**INSTRUCTION:**
Please report how many lines of the material below contain the string "blue". Give only the number.

+++ SOURCE MATERIAL

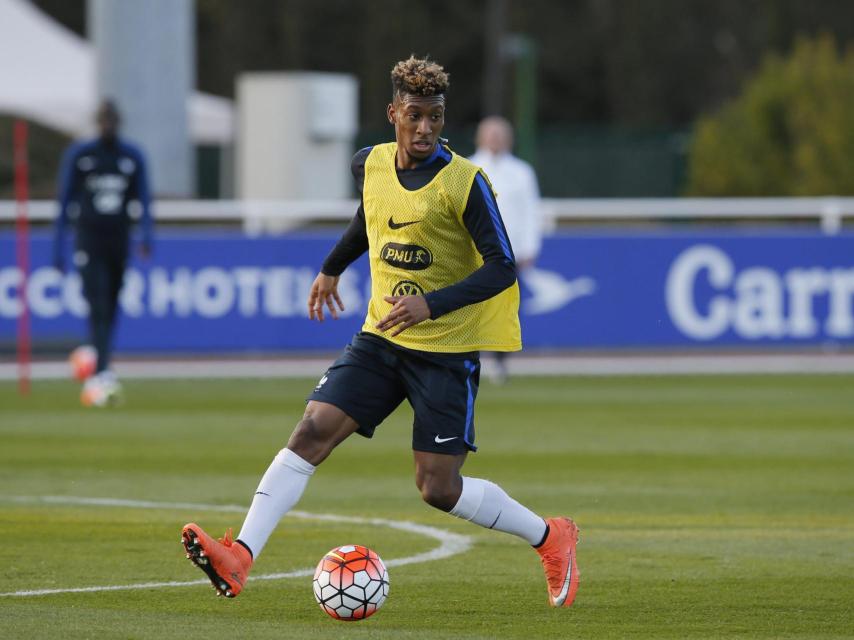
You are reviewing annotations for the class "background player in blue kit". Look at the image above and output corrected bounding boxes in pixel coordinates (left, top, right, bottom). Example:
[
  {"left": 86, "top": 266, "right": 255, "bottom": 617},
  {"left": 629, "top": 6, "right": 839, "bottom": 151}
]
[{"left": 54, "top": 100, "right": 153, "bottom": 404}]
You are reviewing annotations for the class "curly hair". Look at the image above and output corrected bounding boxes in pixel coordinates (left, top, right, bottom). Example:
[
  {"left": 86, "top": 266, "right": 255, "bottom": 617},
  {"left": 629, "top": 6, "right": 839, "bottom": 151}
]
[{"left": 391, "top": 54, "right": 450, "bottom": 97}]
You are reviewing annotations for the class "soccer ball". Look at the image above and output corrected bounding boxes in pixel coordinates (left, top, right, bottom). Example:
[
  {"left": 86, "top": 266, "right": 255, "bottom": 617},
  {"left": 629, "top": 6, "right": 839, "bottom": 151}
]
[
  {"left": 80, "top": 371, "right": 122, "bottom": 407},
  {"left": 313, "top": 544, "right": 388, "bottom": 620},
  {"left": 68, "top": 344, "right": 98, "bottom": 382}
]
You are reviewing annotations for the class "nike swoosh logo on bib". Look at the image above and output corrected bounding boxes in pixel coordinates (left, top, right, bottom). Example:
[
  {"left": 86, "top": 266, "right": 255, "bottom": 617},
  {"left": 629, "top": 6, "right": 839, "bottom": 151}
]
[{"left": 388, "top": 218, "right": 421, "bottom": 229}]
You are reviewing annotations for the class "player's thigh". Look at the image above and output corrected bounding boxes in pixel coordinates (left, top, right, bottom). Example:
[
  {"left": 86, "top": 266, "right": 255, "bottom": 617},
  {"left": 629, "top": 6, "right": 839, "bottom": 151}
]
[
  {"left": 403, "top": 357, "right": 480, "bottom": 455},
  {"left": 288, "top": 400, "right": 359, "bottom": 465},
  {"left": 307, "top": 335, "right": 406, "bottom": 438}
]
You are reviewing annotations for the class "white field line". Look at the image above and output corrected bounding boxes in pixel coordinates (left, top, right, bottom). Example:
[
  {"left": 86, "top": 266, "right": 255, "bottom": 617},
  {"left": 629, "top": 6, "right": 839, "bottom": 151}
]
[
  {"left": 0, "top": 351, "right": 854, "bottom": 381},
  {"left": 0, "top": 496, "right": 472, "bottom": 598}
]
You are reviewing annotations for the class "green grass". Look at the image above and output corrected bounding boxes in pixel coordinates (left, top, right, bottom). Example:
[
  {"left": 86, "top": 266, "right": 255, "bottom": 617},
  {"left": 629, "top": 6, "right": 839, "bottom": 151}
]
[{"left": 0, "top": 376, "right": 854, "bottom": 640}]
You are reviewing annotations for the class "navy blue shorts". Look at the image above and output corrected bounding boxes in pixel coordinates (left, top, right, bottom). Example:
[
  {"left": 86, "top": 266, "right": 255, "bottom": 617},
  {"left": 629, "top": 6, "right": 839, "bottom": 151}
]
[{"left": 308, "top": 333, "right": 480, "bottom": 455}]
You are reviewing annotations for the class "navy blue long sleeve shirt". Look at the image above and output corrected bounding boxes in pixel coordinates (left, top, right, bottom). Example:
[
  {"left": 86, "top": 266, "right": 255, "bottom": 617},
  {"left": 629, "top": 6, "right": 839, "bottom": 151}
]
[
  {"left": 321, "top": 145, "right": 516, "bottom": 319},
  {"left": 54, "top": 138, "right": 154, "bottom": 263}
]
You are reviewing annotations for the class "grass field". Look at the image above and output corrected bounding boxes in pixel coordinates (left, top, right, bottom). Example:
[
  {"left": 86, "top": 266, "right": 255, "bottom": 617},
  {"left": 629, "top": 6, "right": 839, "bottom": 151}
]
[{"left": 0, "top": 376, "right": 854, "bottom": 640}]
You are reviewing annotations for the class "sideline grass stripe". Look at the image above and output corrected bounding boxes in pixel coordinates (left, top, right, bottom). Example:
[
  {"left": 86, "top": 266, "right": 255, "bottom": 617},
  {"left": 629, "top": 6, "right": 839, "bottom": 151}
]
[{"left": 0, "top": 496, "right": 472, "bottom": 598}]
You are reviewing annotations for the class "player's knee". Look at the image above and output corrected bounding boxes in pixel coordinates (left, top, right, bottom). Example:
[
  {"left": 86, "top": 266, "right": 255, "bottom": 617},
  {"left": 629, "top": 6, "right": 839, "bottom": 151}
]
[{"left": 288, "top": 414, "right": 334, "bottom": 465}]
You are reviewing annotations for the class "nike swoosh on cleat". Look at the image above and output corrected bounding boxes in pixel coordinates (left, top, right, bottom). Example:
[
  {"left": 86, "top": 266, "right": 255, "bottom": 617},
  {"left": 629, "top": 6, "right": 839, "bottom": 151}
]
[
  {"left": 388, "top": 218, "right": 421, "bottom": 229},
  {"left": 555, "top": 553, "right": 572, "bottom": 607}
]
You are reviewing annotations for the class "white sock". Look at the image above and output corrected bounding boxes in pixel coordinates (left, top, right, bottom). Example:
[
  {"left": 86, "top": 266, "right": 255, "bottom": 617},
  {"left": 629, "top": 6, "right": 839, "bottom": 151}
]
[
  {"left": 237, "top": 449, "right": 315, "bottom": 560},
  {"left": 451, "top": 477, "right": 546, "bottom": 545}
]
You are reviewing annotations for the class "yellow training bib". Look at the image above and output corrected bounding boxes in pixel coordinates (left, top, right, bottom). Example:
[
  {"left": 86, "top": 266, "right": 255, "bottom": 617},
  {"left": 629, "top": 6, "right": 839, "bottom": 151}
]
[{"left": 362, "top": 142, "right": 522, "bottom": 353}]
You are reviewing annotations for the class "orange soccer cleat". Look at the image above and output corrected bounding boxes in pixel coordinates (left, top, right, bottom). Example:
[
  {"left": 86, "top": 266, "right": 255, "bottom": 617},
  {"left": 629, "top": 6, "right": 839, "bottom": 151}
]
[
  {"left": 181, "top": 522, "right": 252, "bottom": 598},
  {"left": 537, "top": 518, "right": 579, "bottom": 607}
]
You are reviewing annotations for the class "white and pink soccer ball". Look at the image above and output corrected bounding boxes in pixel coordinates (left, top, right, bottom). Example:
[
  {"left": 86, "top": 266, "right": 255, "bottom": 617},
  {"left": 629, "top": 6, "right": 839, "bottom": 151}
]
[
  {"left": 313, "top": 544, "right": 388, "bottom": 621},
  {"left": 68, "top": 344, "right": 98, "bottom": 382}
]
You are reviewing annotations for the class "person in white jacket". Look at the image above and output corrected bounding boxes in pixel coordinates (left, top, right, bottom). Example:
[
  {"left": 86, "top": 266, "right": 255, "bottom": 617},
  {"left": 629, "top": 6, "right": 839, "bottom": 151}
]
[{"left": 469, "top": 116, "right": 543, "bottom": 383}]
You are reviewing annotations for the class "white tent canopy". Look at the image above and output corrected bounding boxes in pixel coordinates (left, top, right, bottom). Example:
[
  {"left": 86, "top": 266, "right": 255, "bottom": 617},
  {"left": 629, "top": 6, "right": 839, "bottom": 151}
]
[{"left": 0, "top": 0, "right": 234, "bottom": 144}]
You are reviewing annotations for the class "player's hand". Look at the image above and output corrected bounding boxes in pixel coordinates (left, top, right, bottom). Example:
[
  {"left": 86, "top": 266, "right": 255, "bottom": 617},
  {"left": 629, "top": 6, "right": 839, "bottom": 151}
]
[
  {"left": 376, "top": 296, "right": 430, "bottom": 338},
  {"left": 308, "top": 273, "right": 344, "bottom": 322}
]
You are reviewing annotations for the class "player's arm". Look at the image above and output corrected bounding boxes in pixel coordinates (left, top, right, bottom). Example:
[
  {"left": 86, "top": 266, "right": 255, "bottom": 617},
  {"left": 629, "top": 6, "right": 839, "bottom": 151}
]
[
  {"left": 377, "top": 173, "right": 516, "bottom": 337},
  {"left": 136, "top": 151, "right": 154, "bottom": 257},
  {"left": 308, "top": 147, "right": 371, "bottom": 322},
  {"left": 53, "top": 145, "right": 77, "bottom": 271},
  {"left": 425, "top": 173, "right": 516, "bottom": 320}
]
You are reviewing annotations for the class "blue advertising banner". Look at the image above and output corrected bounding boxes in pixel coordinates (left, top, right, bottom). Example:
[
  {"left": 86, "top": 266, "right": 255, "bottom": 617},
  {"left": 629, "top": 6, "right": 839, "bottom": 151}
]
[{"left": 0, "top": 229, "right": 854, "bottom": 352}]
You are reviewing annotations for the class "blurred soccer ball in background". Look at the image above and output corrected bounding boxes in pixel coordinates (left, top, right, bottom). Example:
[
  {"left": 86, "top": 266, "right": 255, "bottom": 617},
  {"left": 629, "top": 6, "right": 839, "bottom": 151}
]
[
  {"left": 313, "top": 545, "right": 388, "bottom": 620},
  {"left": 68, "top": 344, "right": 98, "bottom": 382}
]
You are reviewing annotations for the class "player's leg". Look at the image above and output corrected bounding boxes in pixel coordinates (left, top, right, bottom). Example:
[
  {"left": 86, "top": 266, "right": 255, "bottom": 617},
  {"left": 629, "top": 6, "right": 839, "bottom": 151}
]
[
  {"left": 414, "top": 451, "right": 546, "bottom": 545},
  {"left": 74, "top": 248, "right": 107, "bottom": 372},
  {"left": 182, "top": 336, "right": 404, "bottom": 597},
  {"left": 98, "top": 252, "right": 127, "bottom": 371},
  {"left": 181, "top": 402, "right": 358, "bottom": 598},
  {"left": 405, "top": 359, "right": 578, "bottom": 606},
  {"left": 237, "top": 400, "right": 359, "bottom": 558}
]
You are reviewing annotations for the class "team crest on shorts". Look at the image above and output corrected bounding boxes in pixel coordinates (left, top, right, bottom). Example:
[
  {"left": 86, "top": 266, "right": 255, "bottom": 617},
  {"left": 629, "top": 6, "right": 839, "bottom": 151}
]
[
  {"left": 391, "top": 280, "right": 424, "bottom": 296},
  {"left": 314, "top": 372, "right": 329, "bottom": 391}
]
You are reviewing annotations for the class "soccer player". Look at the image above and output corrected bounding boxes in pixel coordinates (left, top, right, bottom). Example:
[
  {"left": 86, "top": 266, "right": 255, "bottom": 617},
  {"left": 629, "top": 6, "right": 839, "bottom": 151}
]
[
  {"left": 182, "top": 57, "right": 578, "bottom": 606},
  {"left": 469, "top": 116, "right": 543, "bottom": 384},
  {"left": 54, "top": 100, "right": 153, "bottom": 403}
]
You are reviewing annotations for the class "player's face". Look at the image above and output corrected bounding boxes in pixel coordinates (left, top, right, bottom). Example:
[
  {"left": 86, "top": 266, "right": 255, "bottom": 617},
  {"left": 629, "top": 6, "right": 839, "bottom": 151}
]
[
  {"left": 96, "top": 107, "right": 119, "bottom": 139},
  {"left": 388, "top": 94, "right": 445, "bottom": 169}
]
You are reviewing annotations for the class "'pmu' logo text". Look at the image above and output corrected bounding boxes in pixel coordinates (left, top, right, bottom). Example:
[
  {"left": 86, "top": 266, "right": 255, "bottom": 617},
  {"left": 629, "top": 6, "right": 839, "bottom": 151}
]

++++++

**THE RESPONSE:**
4